* [What you need to do]:
1. Reproduce the part of the hearing excerpt between "This is an area" and "get such cooperation.", inclusive.
2. Summarize the hearing excerpt in two sentences.

* [Passage to read]:
════════════════════

The CHAIRMAN. Will you yield?

Senator JAVITS. I will yield.

The CHAIRMAN. This goes along with the development of your chain of thought on this.

Dr. Egeberg, it seems to me that the medical schools have been remiss in their refusal to admit substantial numbers of additional students.

In my home State this past fall we found 1,300 young men to go into medicine. They have the proper character and proper grade to enter medical school.

There are four medical schools in my State. They admitted 400 only. The University of Mexico admitted 1,500 medical students this past fall. Six hundred of them are from the United States. Now, they do not admit anybody that wants to get in. I know, because I know of some people who were trying to get in and they appealed to me for accreditation of documents.

They were very careful to see that no one showed up with forgery of credentials and took all kinds of affidavits and documents.

The best medical schools in the world are right here in the United States. We find that there are many foreign students coming here because of that. We are glad to license them in the United States because we have so few doctors. Over 25 percent of our interns in hospitals, as you know, are graduates of foreign medical schools and over 35 percent of our residents are graduates of foreign medical schoolsand I think that the medical schools of America need much more help than they are getting. I think we need about 200 more medical schools.

We have got to get the doctors. We may have to go to South America or anywhere in the world to get them. We do not seem to be concentrating enough on educating our own.

I just wanted to put that in. I think that would illustrate what you were saying.

Senator JAVITS. Dr. Egeberg, I think that is a very proper interjection by the chairman.

Would you agree with us that it is the duty of the Federal Government to break any monopolistic ideas in the field of medicine which tend to limit, contrary to the national interest, the number of its doctors?

Dr. EGEBERG. I do not believe that the medical schools themselves have anything to do with that monopoly. I think that they have a sort of perfectionist attitude and the reason they educate people into specialties to such a degree is that so much information has become available.

I think they are ready for a new field where the knowledge will be spread across the board. I think they are ready to start and encourage people to become what one might call the family or general physician. That is a man who could probably take care of 90 percent of the problems that come into his office and this is what the public wants. This is what the public needs. I think there has been a great deal of distress about this. I am sure there are many educators who are distressed about it.

This is an area where I think talking and helping financially can get us out of a hole.

The medical school faculty is a conservative group on the whole. You know there is talk about liberalism and conservatism. There may be conservatism in one way and liberalism in another, but their aim has been to produce for this country outstandingly well-educated people. They look at the problem of educating a much larger number and still maintaining the level of competence that they aim at. Certainly, if one created a different type of degree-let's say we created different classes of physicians-at least at the present time, by philosophy, that would be bad. I think one can get the cooperation from the medical schools to meet the manpower problem satisfactorily and I can assure you that I will use whatever resources in my power to get such cooperation.

Senator JAVITS. In other words, you will not apologize for the existing system unless you think it is wrong, and you will not be an advocate, necessarily, of the status qou?

Dr. EGEBERG. Yes, sir.

Senator JAVITS. Well, Dr. Egeberg, thank you very much.

I am not a bit surprised. I thought you would be the kind of man you are, and I can only assure you, as one Senator, that I shall do everything I can to make your mission a successful one. I must say that I am very grateful that, notwithstanding the Knowles affair, which I think is monumental in our history and most deplorable, we have been able in our country to find a man of your quality and character to do the job-quite a difficult one just from the Knowles affair, itself.

════════════════════

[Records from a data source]
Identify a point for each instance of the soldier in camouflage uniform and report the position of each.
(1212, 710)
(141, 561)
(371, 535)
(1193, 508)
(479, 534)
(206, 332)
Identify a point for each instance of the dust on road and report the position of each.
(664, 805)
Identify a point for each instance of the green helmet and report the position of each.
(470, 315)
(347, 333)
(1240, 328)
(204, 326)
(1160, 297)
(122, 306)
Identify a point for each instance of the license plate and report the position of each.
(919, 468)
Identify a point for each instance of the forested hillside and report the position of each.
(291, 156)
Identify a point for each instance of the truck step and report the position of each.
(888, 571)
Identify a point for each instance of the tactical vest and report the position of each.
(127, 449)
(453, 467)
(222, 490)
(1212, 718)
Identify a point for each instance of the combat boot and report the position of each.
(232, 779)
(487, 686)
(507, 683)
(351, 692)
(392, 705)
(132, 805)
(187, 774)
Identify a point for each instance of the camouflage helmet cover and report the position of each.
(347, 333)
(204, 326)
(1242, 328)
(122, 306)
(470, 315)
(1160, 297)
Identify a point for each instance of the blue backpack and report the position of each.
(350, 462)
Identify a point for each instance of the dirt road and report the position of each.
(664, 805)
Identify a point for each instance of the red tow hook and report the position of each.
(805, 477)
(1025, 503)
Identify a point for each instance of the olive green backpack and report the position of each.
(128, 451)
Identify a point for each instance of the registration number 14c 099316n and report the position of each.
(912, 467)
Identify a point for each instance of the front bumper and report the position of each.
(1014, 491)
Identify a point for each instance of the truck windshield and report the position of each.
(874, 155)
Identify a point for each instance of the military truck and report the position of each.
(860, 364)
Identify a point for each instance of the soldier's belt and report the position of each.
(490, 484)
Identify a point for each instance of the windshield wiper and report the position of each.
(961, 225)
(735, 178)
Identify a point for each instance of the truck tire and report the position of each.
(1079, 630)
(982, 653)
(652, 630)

════════════════════

* [Results by task]:
1.
This is an area where I think talking and helping financially can get us out of a hole.

The medical school faculty is a conservative group on the whole. You know there is talk about liberalism and conservatism. There may be conservatism in one way and liberalism in another, but their aim has been to produce for this country outstandingly well-educated people. They look at the problem of educating a much larger number and still maintaining the level of competence that they aim at. Certainly, if one created a different type of degree-let's say we created different classes of physicians-at least at the present time, by philosophy, that would be bad. I think one can get the cooperation from the medical schools to meet the manpower problem satisfactorily and I can assure you that I will use whatever resources in my power to get such cooperation.

2. The Chairman argues that medical schools have been remiss in admitting too few students, noting that his state's four schools took only 400 of 1,300 qualified applicants, that foreign-school graduates make up over 25 percent of interns and over 35 percent of residents, and that about 200 more medical schools are needed. Dr. Egeberg answers that the schools are not behind any monopoly but have a perfectionist attitude, says they are ready to encourage general physicians, and pledges to use whatever resources he has to win their cooperation on the manpower problem.